* What this task involves:
Transcribe the entries that follow, word for word.
--- --- ---
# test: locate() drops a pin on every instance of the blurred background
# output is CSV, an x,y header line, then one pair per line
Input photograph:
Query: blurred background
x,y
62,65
--- --- ---
* Exercise response:
# test: locate() drops a pin on every instance of the blurred background
# output is CSV, an x,y header line, then one pair per line
Input photograph:
Query: blurred background
x,y
62,65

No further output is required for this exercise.